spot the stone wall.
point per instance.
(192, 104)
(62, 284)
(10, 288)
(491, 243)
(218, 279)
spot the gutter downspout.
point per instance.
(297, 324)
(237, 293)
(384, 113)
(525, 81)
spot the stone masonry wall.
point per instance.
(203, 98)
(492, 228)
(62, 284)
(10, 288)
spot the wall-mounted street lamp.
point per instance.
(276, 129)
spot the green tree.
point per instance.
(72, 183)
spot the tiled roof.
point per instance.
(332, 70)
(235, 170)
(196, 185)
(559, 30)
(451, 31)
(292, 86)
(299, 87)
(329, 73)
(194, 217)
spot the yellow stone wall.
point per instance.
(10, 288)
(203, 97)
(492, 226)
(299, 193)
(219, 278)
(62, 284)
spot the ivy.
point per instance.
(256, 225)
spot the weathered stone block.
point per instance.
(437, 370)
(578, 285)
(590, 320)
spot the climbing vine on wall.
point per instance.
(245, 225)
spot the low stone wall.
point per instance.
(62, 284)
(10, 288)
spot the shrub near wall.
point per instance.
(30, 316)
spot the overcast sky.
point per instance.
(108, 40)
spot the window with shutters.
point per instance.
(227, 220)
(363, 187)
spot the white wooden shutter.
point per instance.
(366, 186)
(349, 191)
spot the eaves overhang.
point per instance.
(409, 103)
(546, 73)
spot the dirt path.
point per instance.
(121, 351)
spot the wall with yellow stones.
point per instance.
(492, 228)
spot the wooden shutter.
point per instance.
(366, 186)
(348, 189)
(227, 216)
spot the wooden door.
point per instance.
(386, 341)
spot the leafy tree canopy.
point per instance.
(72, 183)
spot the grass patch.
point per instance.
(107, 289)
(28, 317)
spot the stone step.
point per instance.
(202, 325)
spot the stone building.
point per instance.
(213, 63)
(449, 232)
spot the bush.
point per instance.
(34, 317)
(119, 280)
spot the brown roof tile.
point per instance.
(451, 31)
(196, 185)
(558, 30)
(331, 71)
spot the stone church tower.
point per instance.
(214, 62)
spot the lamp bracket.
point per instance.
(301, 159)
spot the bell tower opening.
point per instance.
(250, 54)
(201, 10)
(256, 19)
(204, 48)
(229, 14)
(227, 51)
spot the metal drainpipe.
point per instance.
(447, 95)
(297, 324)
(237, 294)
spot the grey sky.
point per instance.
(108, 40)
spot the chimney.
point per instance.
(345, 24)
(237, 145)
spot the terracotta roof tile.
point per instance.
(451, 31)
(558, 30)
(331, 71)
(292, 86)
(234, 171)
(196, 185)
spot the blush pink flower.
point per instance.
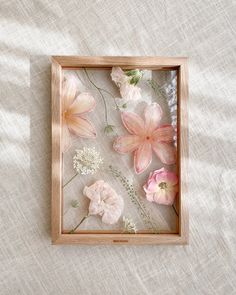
(146, 136)
(74, 108)
(104, 202)
(161, 187)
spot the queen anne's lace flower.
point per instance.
(104, 202)
(87, 161)
(127, 83)
(161, 187)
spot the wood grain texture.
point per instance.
(56, 151)
(148, 62)
(99, 237)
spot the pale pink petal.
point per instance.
(81, 127)
(153, 115)
(66, 140)
(150, 197)
(83, 103)
(68, 92)
(165, 152)
(126, 144)
(133, 123)
(164, 133)
(166, 176)
(142, 157)
(95, 208)
(165, 197)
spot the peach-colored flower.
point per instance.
(104, 201)
(161, 187)
(74, 107)
(146, 135)
(128, 91)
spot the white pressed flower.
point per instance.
(129, 225)
(87, 161)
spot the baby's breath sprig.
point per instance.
(135, 199)
(129, 226)
(157, 88)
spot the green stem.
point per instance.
(100, 92)
(69, 180)
(108, 92)
(81, 221)
(118, 174)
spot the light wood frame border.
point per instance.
(155, 63)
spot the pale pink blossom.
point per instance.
(146, 136)
(161, 187)
(74, 109)
(104, 201)
(128, 91)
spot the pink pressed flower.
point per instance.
(161, 187)
(73, 110)
(128, 91)
(146, 135)
(104, 202)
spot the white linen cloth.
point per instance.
(31, 31)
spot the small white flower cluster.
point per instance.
(87, 161)
(129, 225)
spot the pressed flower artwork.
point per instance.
(119, 148)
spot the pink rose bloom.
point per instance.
(104, 202)
(161, 187)
(127, 91)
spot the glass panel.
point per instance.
(133, 113)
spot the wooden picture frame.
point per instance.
(59, 63)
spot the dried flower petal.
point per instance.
(104, 202)
(161, 187)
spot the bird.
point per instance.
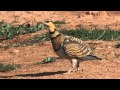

- _EXERCISE BRIEF_
Reproduce exactly the stretch of the material above that starts at the line with "spot the window with shutters." and ends at the line with "spot the brown roof tile.", both included, and nothing else.

- _EXERCISE ANSWER_
spot the window with shutters.
point per instance.
(227, 220)
(363, 187)
spot the white wooden shutter.
point per instance.
(366, 186)
(349, 191)
spot the eaves overhang.
point per instance.
(409, 103)
(546, 73)
spot the dirt path.
point per instance.
(121, 351)
spot the wall with yellow stones.
point per instance.
(492, 228)
spot the wooden shutter.
point per instance.
(366, 186)
(348, 189)
(227, 216)
spot the wooden door.
point per instance.
(386, 341)
spot the leafy tree canopy.
point per instance.
(72, 183)
spot the grass patch.
point per instance.
(107, 289)
(28, 317)
spot the stone step.
point per instance.
(202, 325)
spot the stone building.
point per instance.
(213, 63)
(449, 232)
spot the bush.
point per instance.
(34, 317)
(119, 280)
spot the brown roof tile.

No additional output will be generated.